EXERCISE GOAL: Output only these lines, set down exactly: the one containing "Expected: for each instance of the sky" and each line after it through the end of the records.

Dataset records:
━━━━━━

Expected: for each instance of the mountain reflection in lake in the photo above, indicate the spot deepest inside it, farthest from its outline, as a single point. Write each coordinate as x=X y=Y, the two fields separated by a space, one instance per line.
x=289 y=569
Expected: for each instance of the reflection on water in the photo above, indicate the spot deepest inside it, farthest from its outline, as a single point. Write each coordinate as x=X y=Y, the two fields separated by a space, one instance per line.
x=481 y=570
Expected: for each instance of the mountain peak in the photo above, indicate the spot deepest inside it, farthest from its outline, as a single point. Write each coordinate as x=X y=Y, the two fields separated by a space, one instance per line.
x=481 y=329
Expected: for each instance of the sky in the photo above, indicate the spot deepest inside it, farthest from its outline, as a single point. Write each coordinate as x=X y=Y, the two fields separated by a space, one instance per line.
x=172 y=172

━━━━━━

RESPONSE TO THIS EXERCISE:
Expected: for each instance of the sky in the photo above, indicate the spot deepest inside it, farthest from its outline, as a single point. Write each coordinate as x=X y=Y, the two fields separated by a space, one instance per line.
x=172 y=172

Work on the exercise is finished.